The notable exception is C# which doesn't seem to easily support zero byte clean string passing currently.
Tcl encodes zero bytes as the non-normalised utf-8 form "\xc0\x80" so it's not actually possible to pass a zero byte into Xapian from Tcl...
comment:5 by , 18 years ago
Component: | Other → Xapian-bindings |
---|
comment:6 by , 18 years ago
Priority: | high → normal |
---|---|
Severity: | normal → minor |
Summary: | zero byte cleanliness → zero byte cleanliness in C# bindings |
comment:7 by , 18 years ago
Blocking: | 118 added |
---|
This should at least be investigated for the 1.0 release, though maybe it's too hard to fix in all bindings right now.
comment:8 by , 18 years ago
Summary: | zero byte cleanliness in C# bindings → zero byte cleanliness in C# and Java bindings |
---|
It's already fixed for everything except C# (oh, hmm and Java too) - there are tests in smoketest.* for it.
━━━━━━━━━━━━━━━━━━━━
**WORK INSTRUCTIONS**
Write the next part of the bug thread above on zero byte handling in the Xapian bindings, picking up after its last comment.

**DATA SECTION**
━━━━━━━━━━━━━━━━━━━━
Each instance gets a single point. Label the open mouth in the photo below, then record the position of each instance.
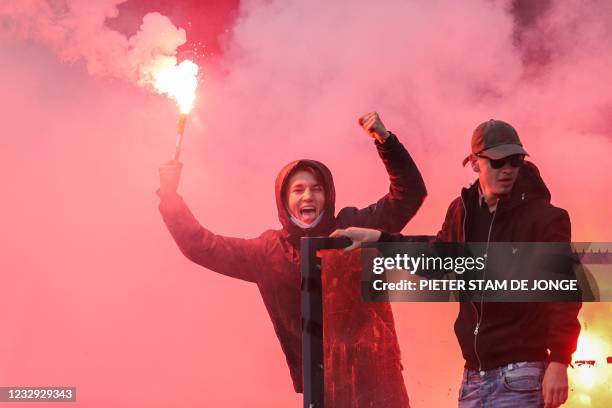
(308, 213)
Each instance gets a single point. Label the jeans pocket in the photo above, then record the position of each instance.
(523, 383)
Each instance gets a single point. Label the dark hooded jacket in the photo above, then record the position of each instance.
(513, 332)
(272, 259)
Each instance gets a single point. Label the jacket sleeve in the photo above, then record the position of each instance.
(406, 193)
(563, 324)
(234, 257)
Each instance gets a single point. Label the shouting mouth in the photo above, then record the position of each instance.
(308, 213)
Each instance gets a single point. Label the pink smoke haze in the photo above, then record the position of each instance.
(96, 294)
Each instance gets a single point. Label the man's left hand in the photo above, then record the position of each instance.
(371, 123)
(554, 385)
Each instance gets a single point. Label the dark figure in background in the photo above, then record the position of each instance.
(305, 199)
(506, 345)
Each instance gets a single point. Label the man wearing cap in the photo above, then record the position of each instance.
(516, 354)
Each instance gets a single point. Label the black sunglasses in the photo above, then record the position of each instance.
(516, 160)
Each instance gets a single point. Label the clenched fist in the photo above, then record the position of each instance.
(371, 123)
(169, 176)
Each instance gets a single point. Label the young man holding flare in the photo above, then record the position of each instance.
(305, 199)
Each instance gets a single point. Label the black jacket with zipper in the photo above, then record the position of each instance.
(513, 332)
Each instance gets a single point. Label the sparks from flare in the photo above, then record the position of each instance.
(179, 82)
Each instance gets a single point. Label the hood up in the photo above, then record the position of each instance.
(326, 224)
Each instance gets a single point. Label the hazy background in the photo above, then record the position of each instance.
(95, 293)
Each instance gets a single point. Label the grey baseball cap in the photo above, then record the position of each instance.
(495, 139)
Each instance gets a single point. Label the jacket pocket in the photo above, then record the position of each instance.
(523, 380)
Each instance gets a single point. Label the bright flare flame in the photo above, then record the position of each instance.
(179, 82)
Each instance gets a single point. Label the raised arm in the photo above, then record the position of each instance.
(406, 191)
(235, 257)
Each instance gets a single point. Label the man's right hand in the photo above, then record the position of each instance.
(357, 235)
(169, 176)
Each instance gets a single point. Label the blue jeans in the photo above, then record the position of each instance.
(510, 386)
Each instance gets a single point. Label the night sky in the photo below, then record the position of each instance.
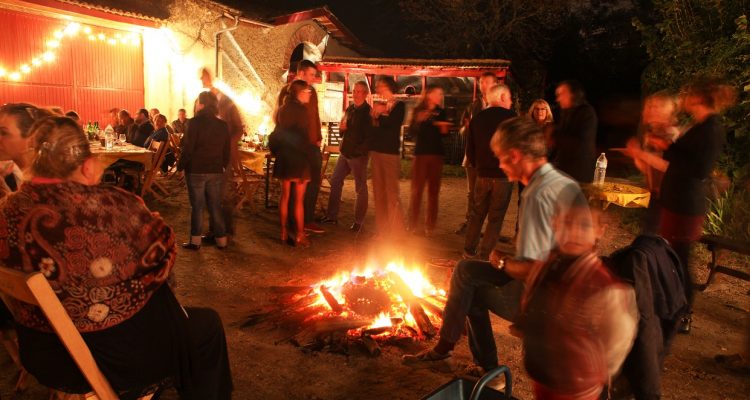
(599, 47)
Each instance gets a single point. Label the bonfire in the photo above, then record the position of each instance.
(391, 305)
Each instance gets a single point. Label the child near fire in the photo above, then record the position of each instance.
(577, 320)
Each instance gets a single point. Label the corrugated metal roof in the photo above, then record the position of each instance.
(419, 62)
(156, 11)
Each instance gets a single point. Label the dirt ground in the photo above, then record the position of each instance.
(237, 281)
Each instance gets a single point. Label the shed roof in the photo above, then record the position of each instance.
(415, 66)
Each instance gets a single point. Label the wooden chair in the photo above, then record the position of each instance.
(246, 185)
(10, 342)
(149, 184)
(174, 144)
(325, 183)
(34, 289)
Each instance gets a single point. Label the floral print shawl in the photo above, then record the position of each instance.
(103, 252)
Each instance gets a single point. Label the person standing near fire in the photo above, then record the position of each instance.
(385, 145)
(229, 113)
(308, 72)
(355, 126)
(492, 191)
(486, 81)
(429, 124)
(478, 287)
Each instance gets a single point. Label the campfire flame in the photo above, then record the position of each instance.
(389, 298)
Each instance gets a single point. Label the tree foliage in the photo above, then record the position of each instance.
(689, 38)
(520, 30)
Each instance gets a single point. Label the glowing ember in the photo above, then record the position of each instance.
(398, 301)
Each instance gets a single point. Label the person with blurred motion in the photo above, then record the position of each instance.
(108, 259)
(486, 81)
(126, 121)
(113, 118)
(308, 72)
(205, 157)
(142, 129)
(429, 124)
(385, 147)
(180, 124)
(354, 128)
(16, 155)
(574, 137)
(478, 287)
(492, 190)
(229, 113)
(577, 320)
(659, 130)
(289, 143)
(687, 165)
(161, 135)
(16, 146)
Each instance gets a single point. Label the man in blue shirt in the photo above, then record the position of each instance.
(478, 287)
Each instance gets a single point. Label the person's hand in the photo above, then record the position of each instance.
(632, 148)
(496, 256)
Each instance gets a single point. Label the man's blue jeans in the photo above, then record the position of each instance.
(477, 288)
(205, 191)
(358, 168)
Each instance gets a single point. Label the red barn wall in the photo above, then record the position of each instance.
(87, 76)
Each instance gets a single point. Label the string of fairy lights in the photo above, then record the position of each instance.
(52, 45)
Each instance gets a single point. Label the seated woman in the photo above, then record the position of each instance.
(108, 259)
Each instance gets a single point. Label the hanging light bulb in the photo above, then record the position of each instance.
(72, 29)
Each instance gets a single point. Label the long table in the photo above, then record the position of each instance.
(259, 162)
(125, 151)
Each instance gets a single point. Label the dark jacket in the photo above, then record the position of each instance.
(481, 129)
(313, 114)
(289, 142)
(141, 133)
(691, 159)
(386, 132)
(358, 126)
(653, 268)
(206, 145)
(575, 143)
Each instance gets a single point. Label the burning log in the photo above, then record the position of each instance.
(416, 310)
(376, 331)
(337, 324)
(431, 307)
(332, 302)
(372, 347)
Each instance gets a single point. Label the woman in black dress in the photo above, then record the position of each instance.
(108, 258)
(687, 166)
(287, 143)
(429, 124)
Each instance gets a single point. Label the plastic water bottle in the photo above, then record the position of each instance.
(109, 138)
(600, 171)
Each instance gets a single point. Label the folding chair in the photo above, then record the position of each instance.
(325, 183)
(246, 185)
(174, 144)
(160, 152)
(34, 289)
(10, 342)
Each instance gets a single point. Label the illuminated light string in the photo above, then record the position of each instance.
(71, 31)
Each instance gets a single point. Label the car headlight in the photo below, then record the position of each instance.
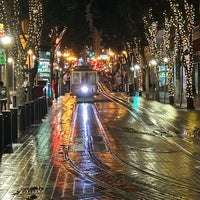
(84, 89)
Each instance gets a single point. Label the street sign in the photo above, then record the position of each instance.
(2, 58)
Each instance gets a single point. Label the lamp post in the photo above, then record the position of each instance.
(154, 63)
(165, 88)
(6, 41)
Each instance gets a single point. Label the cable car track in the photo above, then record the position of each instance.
(104, 173)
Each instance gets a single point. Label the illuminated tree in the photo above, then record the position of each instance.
(183, 21)
(151, 31)
(12, 15)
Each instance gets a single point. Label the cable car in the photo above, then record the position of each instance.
(83, 83)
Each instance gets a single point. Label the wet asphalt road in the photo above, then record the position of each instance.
(154, 149)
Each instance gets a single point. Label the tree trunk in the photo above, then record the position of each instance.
(171, 100)
(190, 103)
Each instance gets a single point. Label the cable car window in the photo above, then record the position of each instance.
(91, 77)
(76, 77)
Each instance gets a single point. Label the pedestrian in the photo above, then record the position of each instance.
(3, 96)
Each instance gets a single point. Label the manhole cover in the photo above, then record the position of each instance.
(78, 147)
(98, 147)
(97, 138)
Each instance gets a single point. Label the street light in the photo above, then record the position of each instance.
(6, 41)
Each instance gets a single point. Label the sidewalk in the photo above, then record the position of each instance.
(179, 103)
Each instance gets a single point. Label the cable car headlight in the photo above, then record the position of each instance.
(84, 89)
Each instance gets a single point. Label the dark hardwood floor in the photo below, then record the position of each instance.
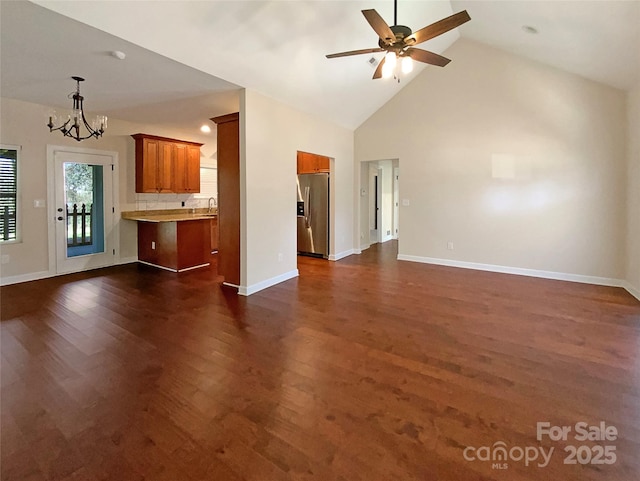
(364, 369)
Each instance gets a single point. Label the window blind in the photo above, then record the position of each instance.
(8, 194)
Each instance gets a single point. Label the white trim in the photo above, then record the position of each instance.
(634, 291)
(127, 260)
(561, 276)
(341, 255)
(51, 202)
(32, 276)
(248, 290)
(194, 267)
(158, 266)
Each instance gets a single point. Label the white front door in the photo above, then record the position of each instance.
(84, 210)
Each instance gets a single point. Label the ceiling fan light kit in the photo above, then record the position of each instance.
(70, 125)
(399, 40)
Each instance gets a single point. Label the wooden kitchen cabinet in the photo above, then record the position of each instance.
(166, 165)
(175, 246)
(229, 197)
(186, 168)
(312, 163)
(214, 234)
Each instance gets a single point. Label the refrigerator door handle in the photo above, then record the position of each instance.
(307, 207)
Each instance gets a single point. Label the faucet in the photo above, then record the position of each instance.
(215, 203)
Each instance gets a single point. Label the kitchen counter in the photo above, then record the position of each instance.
(176, 240)
(169, 215)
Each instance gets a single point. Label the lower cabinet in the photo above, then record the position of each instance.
(214, 234)
(176, 246)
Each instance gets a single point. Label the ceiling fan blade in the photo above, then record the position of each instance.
(437, 28)
(355, 52)
(378, 72)
(380, 26)
(427, 57)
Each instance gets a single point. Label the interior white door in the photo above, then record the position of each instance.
(84, 211)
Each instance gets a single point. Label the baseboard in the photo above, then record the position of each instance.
(32, 276)
(341, 255)
(127, 260)
(634, 291)
(36, 276)
(560, 276)
(248, 290)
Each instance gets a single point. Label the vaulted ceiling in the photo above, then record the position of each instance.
(187, 60)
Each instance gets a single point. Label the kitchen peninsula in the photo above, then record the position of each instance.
(177, 240)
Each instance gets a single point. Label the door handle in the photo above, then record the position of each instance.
(307, 207)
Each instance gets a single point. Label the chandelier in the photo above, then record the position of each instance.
(70, 125)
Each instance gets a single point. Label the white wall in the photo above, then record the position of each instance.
(633, 192)
(273, 133)
(23, 124)
(564, 209)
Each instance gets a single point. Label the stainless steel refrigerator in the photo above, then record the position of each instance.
(313, 214)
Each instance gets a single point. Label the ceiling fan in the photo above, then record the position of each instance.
(398, 41)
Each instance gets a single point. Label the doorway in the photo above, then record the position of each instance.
(379, 201)
(83, 203)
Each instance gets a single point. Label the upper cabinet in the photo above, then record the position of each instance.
(312, 163)
(166, 165)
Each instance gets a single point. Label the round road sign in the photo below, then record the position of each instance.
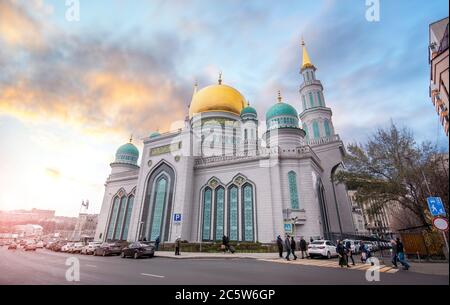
(440, 223)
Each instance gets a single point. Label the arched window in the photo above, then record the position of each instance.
(326, 125)
(292, 178)
(233, 212)
(247, 213)
(316, 130)
(119, 222)
(219, 213)
(112, 218)
(160, 195)
(127, 217)
(311, 99)
(319, 98)
(207, 202)
(305, 128)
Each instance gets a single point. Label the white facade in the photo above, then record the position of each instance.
(233, 184)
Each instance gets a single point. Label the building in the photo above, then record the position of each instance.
(438, 58)
(219, 175)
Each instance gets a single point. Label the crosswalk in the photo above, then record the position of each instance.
(330, 264)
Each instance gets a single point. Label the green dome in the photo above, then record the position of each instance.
(281, 109)
(127, 153)
(248, 110)
(154, 134)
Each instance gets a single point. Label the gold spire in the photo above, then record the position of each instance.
(306, 62)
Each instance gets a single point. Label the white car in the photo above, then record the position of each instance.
(90, 248)
(66, 247)
(324, 248)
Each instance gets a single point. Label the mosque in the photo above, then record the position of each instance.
(220, 175)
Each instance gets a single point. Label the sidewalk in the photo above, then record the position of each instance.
(200, 255)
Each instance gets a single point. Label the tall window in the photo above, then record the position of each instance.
(311, 99)
(207, 201)
(118, 230)
(112, 218)
(127, 217)
(159, 206)
(247, 209)
(319, 98)
(316, 130)
(233, 212)
(220, 213)
(305, 128)
(326, 126)
(292, 177)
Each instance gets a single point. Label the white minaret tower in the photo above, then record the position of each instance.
(315, 115)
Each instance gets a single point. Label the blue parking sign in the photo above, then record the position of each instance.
(176, 217)
(436, 206)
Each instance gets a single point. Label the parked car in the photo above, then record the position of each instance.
(108, 249)
(323, 248)
(66, 247)
(76, 247)
(30, 246)
(90, 248)
(138, 249)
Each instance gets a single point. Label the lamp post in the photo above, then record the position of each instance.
(333, 171)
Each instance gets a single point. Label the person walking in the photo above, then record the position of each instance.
(303, 248)
(293, 247)
(177, 245)
(348, 248)
(340, 249)
(157, 241)
(394, 253)
(287, 244)
(280, 246)
(401, 254)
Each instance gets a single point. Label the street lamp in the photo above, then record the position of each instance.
(333, 170)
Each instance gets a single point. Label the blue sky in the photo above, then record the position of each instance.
(71, 92)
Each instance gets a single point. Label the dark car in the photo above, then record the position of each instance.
(138, 249)
(108, 249)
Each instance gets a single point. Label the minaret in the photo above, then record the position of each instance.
(315, 116)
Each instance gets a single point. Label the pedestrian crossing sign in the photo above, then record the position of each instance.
(436, 206)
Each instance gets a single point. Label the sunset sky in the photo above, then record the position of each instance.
(72, 92)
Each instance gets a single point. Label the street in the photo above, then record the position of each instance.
(46, 267)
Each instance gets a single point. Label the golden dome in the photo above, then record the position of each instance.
(217, 98)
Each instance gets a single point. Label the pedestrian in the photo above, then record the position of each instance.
(157, 241)
(340, 249)
(348, 248)
(394, 253)
(280, 246)
(177, 245)
(303, 248)
(293, 247)
(287, 244)
(401, 254)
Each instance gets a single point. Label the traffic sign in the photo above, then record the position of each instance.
(177, 217)
(436, 206)
(440, 223)
(288, 227)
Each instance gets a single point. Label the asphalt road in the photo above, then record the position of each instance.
(46, 267)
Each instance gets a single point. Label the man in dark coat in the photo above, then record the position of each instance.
(280, 245)
(293, 247)
(287, 244)
(303, 248)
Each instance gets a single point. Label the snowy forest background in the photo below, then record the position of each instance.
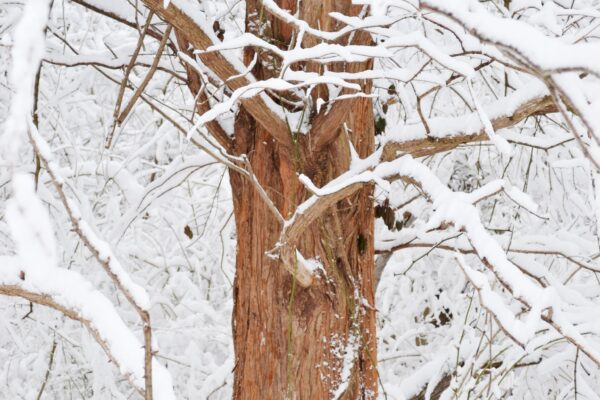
(161, 206)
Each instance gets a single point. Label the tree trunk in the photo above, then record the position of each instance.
(291, 342)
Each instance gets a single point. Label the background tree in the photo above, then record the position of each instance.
(381, 146)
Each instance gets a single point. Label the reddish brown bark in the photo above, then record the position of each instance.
(291, 342)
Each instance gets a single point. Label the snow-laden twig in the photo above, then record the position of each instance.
(101, 250)
(69, 293)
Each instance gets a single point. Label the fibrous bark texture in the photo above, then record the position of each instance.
(292, 342)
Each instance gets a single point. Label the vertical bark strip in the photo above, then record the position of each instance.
(290, 342)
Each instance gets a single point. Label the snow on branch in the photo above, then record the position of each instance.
(69, 293)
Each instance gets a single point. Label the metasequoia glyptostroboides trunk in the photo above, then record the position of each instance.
(293, 342)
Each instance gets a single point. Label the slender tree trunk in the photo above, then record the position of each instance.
(291, 342)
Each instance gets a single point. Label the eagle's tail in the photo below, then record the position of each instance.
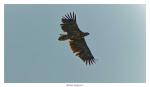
(63, 37)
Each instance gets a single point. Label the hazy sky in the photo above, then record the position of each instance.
(34, 54)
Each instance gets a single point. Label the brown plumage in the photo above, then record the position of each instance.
(76, 37)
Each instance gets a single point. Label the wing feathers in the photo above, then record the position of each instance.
(81, 49)
(77, 44)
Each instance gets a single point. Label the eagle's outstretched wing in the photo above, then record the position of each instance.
(77, 43)
(69, 24)
(81, 49)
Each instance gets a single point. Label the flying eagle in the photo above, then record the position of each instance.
(76, 38)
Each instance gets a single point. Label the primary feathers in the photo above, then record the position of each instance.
(76, 37)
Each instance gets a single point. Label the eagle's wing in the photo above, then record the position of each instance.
(69, 24)
(81, 49)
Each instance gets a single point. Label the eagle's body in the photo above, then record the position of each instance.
(76, 37)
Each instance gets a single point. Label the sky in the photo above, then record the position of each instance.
(33, 54)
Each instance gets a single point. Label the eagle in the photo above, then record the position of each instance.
(76, 38)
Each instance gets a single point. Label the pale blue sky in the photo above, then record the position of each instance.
(117, 40)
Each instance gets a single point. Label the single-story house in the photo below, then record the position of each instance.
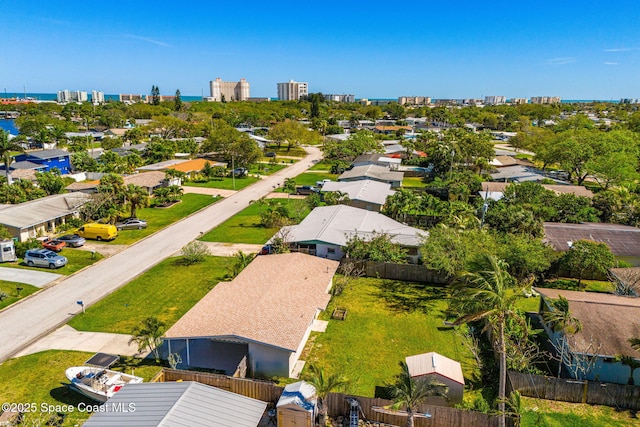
(627, 280)
(41, 216)
(174, 404)
(608, 322)
(434, 367)
(297, 405)
(367, 194)
(623, 240)
(50, 159)
(495, 190)
(376, 159)
(373, 172)
(262, 318)
(327, 229)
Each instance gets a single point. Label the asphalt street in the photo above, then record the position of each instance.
(36, 316)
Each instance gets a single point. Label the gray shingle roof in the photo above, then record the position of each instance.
(178, 404)
(337, 224)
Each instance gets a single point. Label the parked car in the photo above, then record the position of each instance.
(55, 245)
(72, 240)
(131, 224)
(44, 258)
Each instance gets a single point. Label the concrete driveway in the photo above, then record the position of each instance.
(35, 278)
(41, 313)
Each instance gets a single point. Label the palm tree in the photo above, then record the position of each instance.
(137, 197)
(6, 148)
(324, 385)
(485, 292)
(561, 320)
(410, 394)
(148, 335)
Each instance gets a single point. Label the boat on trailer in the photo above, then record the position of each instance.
(98, 382)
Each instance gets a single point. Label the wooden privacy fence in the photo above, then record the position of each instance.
(404, 272)
(592, 392)
(337, 403)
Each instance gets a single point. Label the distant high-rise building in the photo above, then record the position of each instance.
(130, 98)
(518, 101)
(292, 90)
(228, 91)
(97, 97)
(545, 99)
(495, 100)
(65, 96)
(414, 100)
(340, 97)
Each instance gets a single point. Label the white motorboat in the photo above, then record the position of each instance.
(98, 383)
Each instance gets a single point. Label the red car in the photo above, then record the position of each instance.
(53, 244)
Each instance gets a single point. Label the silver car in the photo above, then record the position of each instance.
(44, 258)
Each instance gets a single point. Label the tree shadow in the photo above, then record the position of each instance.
(409, 296)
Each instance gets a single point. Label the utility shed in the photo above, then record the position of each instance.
(297, 405)
(434, 367)
(178, 404)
━━━━━━━━━━━━━━━━━━━━
**RESULT OF THIS TASK**
Tcl is fixed by virtue of not being able to have literal zero bytes in strings as they're encoded as non-normalised utf-8. Strictly speaking that should be addressed by checking for and translating '\xc0\x80' <-> '\0' as it's not valid utf-8 under current rules.
I asked on the SWIG list about C# ages ago and William Fulton seemed to suggest it was hard to fix for C# - the pinvoke stuff is built around C strings it seems.
Java is probably best fixed by transitioning to SWIG rather than expending effort on doomed code, but I'd rather leave moving it to SWIG until after 1.0. I don't think it's a huge amount of work, but it is a fundamental change that's potentially disruptive.
comment:9 by , 18 years ago
Cc: | added |
---|
comment:10 by , 18 years ago
Okay - since fixing this isn't going to break anything which already works, I think it's a prime candidate for postponing to after 1.0.
comment:11 by , 18 years ago
Blocking: | 118 removed |
---|
For Tcl, it would change what went in the database if you sent a "tcl nul", but if we ignore "\xc0\x80" in what comes out, it'll still essentially work OK (and I don't expect a lot of people put zero bytes in Xapian databases from Tcl anyway).
So I agree (removed block).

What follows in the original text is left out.